• **WORK TO DO**
List each line below that contains the word "huts", copying those lines in full.

• **RECORDS PROVIDED**
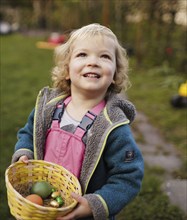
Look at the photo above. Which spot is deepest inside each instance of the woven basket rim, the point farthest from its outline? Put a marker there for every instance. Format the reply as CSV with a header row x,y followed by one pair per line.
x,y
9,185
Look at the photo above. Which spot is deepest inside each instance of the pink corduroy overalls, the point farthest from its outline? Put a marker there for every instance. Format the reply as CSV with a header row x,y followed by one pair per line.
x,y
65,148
...
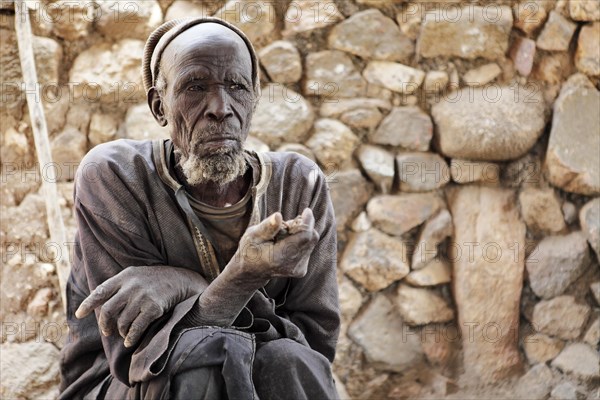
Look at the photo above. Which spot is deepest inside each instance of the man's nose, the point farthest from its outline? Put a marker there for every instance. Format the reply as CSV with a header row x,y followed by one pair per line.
---
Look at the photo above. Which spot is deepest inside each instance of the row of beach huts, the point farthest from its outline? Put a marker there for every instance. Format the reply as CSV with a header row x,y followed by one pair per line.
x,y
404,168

• **TASK RESPONSE**
Look at the photo above. Which spot is deepest inside each instance of the row of beach huts, the point farthest from its outline? Put a marker there for every instance. Format the reply as CSV with a header row x,y followed by one pair per line.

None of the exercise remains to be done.